>> start RECORDS FOR THIS EXERCISE
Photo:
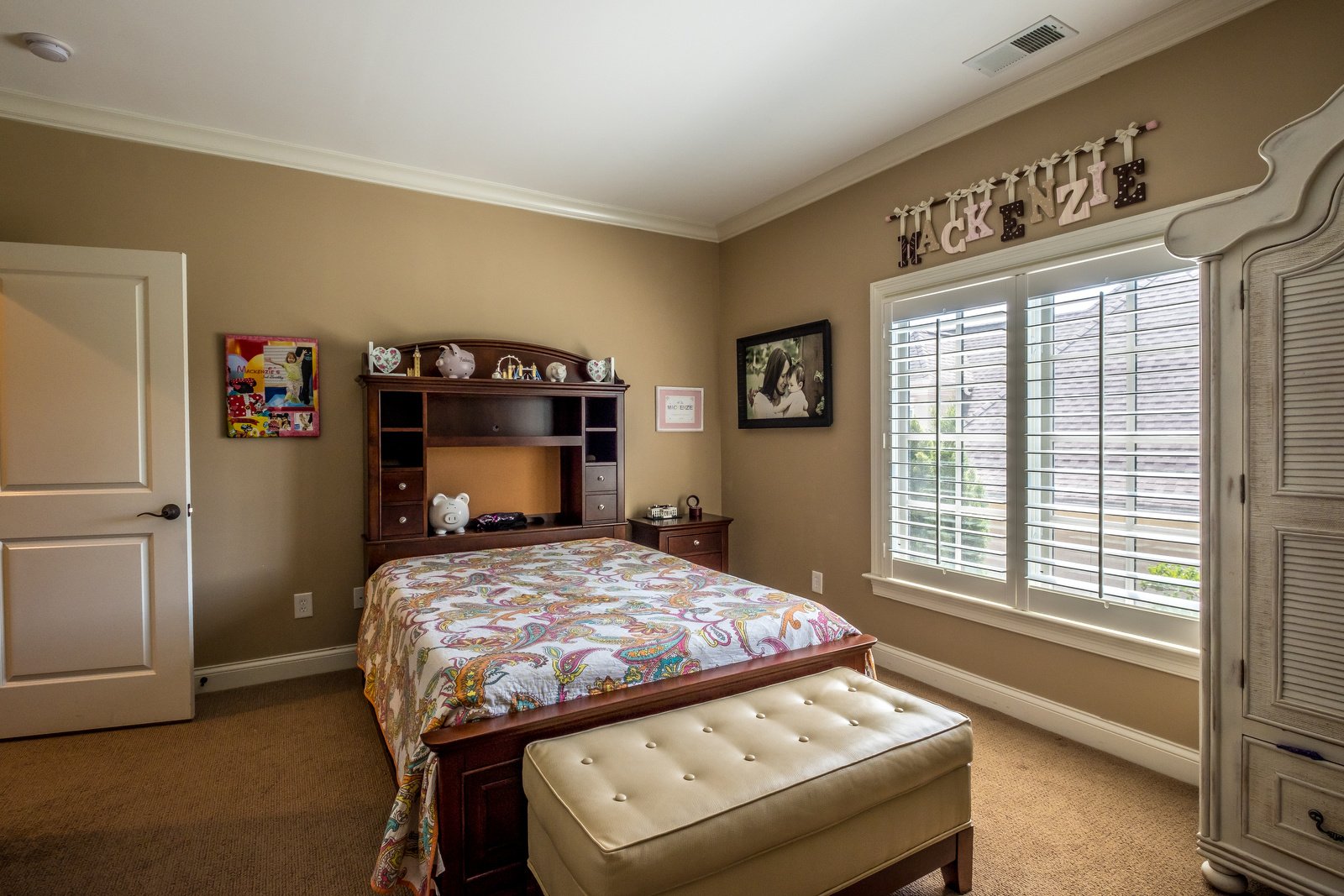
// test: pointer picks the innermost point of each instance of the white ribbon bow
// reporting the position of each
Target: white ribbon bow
(1126, 136)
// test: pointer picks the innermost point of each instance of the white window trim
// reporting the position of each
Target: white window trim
(1144, 652)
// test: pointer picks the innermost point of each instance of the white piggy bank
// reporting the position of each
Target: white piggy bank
(454, 363)
(449, 515)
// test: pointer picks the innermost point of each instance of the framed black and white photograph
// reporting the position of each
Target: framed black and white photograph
(784, 378)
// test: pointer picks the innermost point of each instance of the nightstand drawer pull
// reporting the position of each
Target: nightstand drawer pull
(1320, 820)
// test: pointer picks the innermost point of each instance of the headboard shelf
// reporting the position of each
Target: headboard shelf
(427, 432)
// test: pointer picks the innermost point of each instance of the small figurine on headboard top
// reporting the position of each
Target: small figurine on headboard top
(454, 363)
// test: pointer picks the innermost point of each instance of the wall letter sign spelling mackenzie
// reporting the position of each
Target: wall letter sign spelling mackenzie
(1068, 202)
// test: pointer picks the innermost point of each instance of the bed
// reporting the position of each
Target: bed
(470, 656)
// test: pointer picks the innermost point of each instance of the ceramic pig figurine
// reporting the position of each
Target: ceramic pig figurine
(449, 515)
(454, 363)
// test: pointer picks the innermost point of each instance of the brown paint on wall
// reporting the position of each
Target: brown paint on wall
(1216, 97)
(272, 250)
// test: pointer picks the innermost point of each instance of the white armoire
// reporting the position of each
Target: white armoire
(1272, 752)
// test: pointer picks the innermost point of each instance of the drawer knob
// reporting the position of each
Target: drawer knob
(1320, 820)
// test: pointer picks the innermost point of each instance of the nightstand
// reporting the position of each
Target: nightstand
(705, 540)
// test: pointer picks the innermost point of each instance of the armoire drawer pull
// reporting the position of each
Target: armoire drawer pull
(1320, 821)
(1301, 752)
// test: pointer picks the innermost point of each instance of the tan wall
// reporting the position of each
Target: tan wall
(801, 499)
(272, 250)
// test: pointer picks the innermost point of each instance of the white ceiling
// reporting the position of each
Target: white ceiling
(685, 113)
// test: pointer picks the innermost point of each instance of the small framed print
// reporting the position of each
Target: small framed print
(784, 378)
(680, 409)
(270, 385)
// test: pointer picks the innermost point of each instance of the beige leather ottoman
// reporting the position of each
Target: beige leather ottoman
(804, 788)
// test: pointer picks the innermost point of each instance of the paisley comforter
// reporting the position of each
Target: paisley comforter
(450, 638)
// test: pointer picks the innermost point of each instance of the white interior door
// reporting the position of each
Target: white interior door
(94, 597)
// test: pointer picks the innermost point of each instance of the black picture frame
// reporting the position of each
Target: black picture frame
(804, 402)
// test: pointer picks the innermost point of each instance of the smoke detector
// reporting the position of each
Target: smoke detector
(47, 47)
(1021, 45)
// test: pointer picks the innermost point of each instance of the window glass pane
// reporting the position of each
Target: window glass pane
(949, 449)
(1113, 439)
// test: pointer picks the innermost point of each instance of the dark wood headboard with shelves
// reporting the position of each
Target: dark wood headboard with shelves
(414, 425)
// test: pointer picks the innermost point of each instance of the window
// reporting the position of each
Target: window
(1038, 438)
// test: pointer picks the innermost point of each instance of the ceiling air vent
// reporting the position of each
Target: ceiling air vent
(1021, 45)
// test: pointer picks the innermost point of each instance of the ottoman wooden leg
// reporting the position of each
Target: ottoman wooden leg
(958, 872)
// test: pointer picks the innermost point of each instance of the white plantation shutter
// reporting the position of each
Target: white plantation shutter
(1113, 441)
(949, 503)
(1041, 441)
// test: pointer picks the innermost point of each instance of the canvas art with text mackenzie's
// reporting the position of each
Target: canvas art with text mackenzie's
(270, 385)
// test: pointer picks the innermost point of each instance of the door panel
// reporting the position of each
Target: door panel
(94, 597)
(74, 369)
(53, 629)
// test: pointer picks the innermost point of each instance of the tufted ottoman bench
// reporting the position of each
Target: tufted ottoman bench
(827, 783)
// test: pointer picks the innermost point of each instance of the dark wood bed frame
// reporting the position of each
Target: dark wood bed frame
(481, 809)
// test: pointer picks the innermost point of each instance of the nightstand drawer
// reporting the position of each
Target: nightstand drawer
(403, 519)
(696, 543)
(403, 485)
(1292, 801)
(712, 560)
(600, 477)
(601, 508)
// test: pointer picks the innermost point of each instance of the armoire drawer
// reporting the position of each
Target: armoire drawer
(403, 485)
(600, 477)
(403, 519)
(1283, 793)
(601, 508)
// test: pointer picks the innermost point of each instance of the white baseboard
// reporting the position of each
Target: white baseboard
(291, 665)
(1166, 757)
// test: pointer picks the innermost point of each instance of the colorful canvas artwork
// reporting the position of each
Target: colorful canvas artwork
(270, 385)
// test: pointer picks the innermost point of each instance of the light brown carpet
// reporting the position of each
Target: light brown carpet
(282, 789)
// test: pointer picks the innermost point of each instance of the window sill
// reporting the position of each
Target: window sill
(1142, 652)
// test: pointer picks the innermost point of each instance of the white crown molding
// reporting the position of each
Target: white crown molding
(291, 665)
(1164, 757)
(160, 132)
(1164, 29)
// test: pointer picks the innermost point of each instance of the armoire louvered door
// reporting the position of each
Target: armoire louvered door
(1272, 613)
(1296, 484)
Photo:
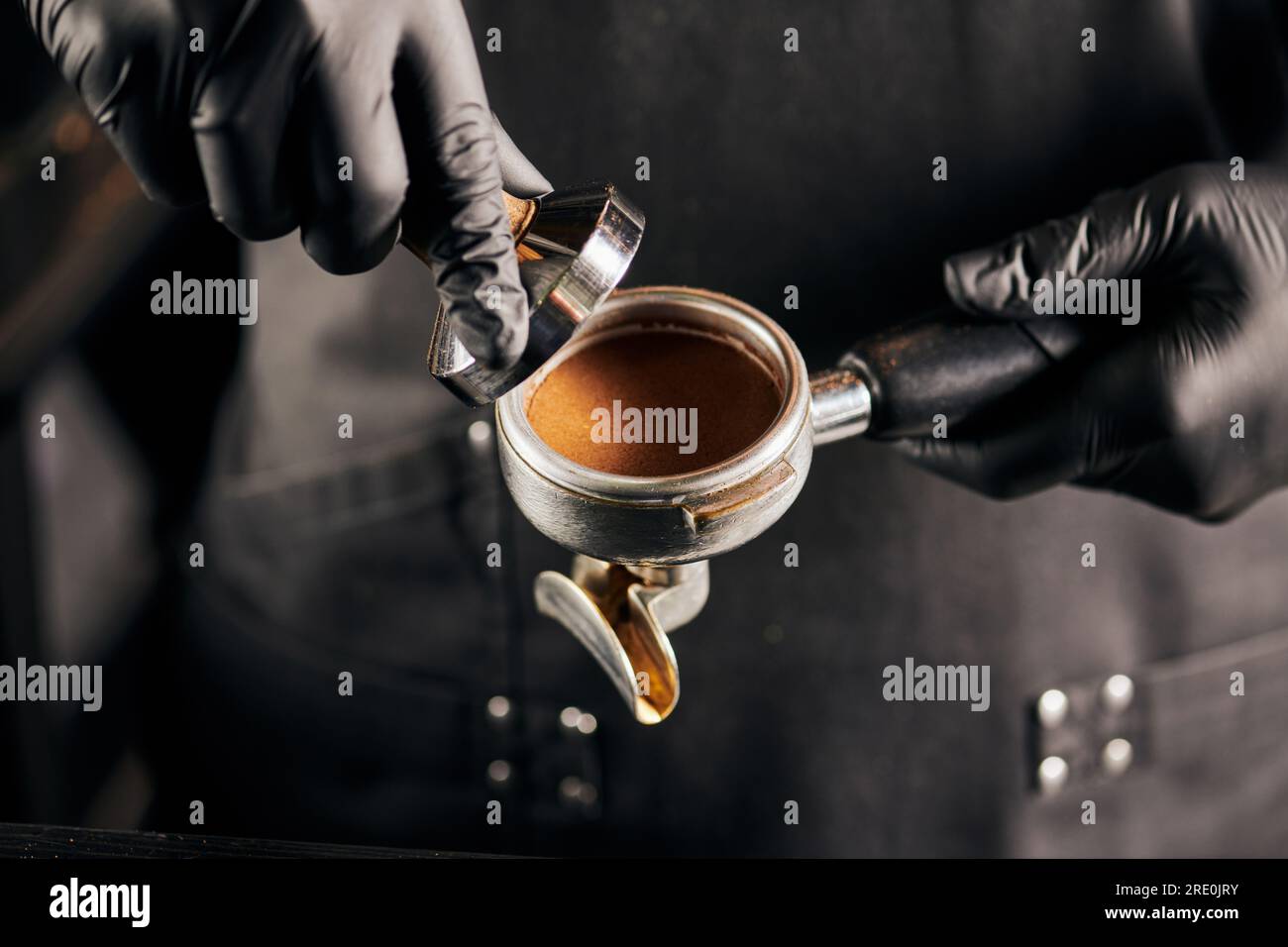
>> end RECORDS FOR THIS EXERCISE
Rewrite the listing above, replacing every occurrence of "innermost point" with "central point" and keeping all other text unchanged. Omit the pictures from the rewritten version.

Photo:
// test: pointer picks the central point of each instance of the white ribbon bow
// reporting the position of each
Target: white ribbon bow
(1126, 136)
// test: pointer picks the central point of each instance of the white window trim
// reporting the position of each
Target: white window trim
(1144, 652)
// test: pointer picks the central point of each instance of the white piggy bank
// reporting the position of each
Target: white piggy bank
(454, 363)
(449, 515)
// test: pointer picks the central point of each instance of the framed black and white photograph
// reporting the position of each
Target: framed black and white photograph
(784, 378)
// test: pointer picks the central point of each instance of the nightstand drawer pull
// reporting the position of each
Target: nightstand drawer pull
(1320, 820)
// test: pointer picks the central point of each instance of the headboard shelf
// reporting the position of each
Target: headboard shelf
(427, 432)
// test: pointer picks the central point of each instance of the small figurine on headboard top
// reporting the position of each
Target: small figurine on headboard top
(454, 363)
// test: pointer picks the central point of each instance of the wall letter sign spelling mackenzie
// reporting the position of each
Target: wall letter sign spelling mackenzie
(1068, 202)
// test: pointer picks the central point of each instance of the bed
// reporting the position of each
Target: bed
(470, 656)
// test: pointer picks the central point of each instance of the ceramic pig figurine
// reporting the position of each
Target: ceramic pig figurine
(449, 515)
(454, 363)
// test: pointer picks the central point of each instance of the brown paint on wall
// reporting the position of each
Target: brown paint on wall
(1216, 97)
(272, 250)
// test: pointer picks the central point of each instance of the white armoire
// reporting the position of each
Target: white armoire
(1272, 752)
// test: pointer picks the central point of each instance of the drawer knob
// reporting the position of each
Target: drawer knob
(1320, 820)
// test: pointer picks the central point of each instance of the nightstand
// reporting the position of each
Target: nightstand
(705, 540)
// test: pointer picks the central point of each instance of the armoire drawer pull
// reporting the position of each
Target: armoire drawer pull
(1320, 821)
(1301, 752)
// test: pointer picks the central point of each instance of the tan wall
// reporting the position of each
Target: tan wall
(801, 499)
(272, 250)
// test: pointer picks the central point of each instance of the white ceiling
// reporting the position of each
Target: white ceiling
(685, 113)
// test: pointer picks the central point of each instance of the small framed print
// reporting the position of each
Target: small framed print
(784, 378)
(680, 409)
(270, 385)
// test: pointer picks the central point of each instance of the beige leather ottoman
// reporting the position of each
Target: beige leather ottoman
(804, 788)
// test: pointer picks the central point of each instance of the paisley comforter
// reporting the position of each
Target: paisley comforter
(450, 638)
// test: pointer picks the central point of each instance of the white interior door
// reporting the position of each
Target: white interior door
(94, 597)
// test: pointer picks the central point of each instance of the black picture frame
// reporting the position of each
Target: black picture frame
(804, 402)
// test: pointer picks the central point of each instance of the smoke detector
// reporting the position of each
Target: smoke detector
(47, 47)
(1021, 45)
// test: pointer picks the central point of each instance of the window glass pane
// reporting the position of each
Target: window glass pane
(949, 449)
(1113, 439)
// test: pointer picks the central point of each instance of the dark wood headboard with shelves
// reporting the position of each
Target: dark wood headboard with shelves
(414, 425)
// test: pointer picks the central point of each instance of the window
// reporting the position of each
Target: window
(1038, 438)
// test: pointer picks the central point of each instance of the ceiling air vent
// reporting the position of each
Target: ceiling air vent
(1021, 45)
// test: pointer picks the central point of each instance of the ottoman wooden leg
// reporting the position of each
Target: ottoman wooden leg
(958, 872)
// test: pointer picks the central point of each instance of the white plantation shutter
// reporting the position of each
Target: white plantation shutter
(1113, 441)
(949, 503)
(1041, 441)
// test: pointer picks the central point of each instance of the canvas art with text mackenzie's
// reporting the position of each
Target: canvas art with text mackenzie's
(270, 385)
// test: pointer picks the central point of each instance of the door panel
// reporting the position of each
Target: door panel
(94, 597)
(74, 369)
(53, 629)
// test: pointer picks the central point of each instance of the tufted ottoman bench
// reporting the position of each
Target: tufted ottoman bench
(827, 783)
// test: pointer picks the central point of each instance of the dark wood bed frame
// reporting the position of each
Target: dark wood bed frame
(481, 809)
// test: pointer picks the central point of each instance of the nightstand drawer
// reporting the position of each
Target: nightstand drawer
(403, 519)
(696, 543)
(403, 485)
(1292, 801)
(712, 560)
(600, 477)
(601, 508)
// test: pointer picks the central point of each instance of the armoire drawer
// reporting the position of each
Target: armoire drawer
(403, 485)
(600, 477)
(403, 519)
(1283, 793)
(601, 508)
// test: pointer picks the central point of each instance of the white baseboard
// reporting the position of each
Target: white baseboard
(291, 665)
(1166, 757)
// test: pointer picks the central point of each instance of the colorful canvas artwork
// reporting the position of each
Target: colorful canvas artwork
(270, 385)
// test: pointer picks the central point of each instance of the light brown carpet
// reporting the position of each
Target: light brown carpet
(282, 789)
// test: pointer picks the central point of each instance of the window sill
// reporting the position of each
Target: window sill
(1142, 652)
// test: pointer picks the central point of each instance of the white crown molding
// reporting the position of each
Target: white crown molding
(291, 665)
(1164, 757)
(160, 132)
(1164, 29)
// test: pointer picks the central point of each instance of the armoire louvered door
// reporting the position of each
Target: armoire louvered door
(1272, 613)
(1296, 484)
Photo:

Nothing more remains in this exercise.